### Action item
Could you write out the listing below exactly as it stands, leaving out the pictures?

### Supplied entries
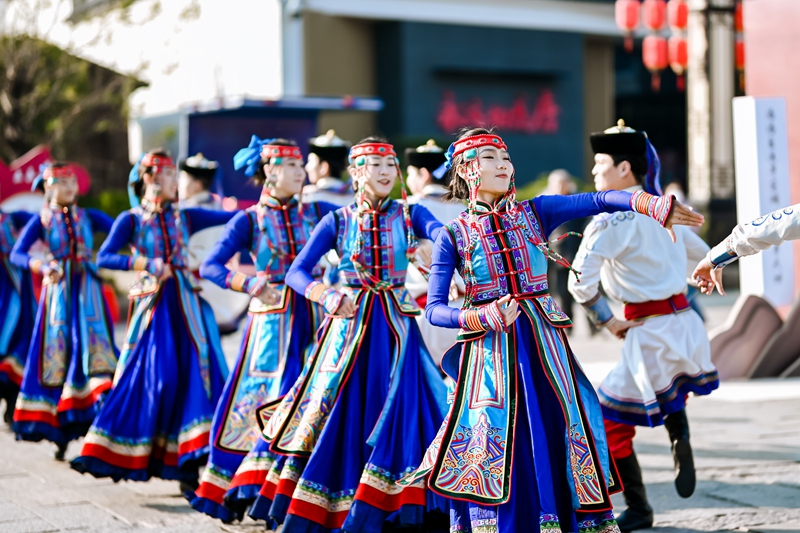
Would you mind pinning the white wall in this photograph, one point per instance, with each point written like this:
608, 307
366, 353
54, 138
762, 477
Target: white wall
231, 48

### Written response
Would you mind pinning the white wall in this photograph, one point per instance, with each point written like this:
608, 307
366, 353
54, 138
762, 477
Target: white wall
231, 48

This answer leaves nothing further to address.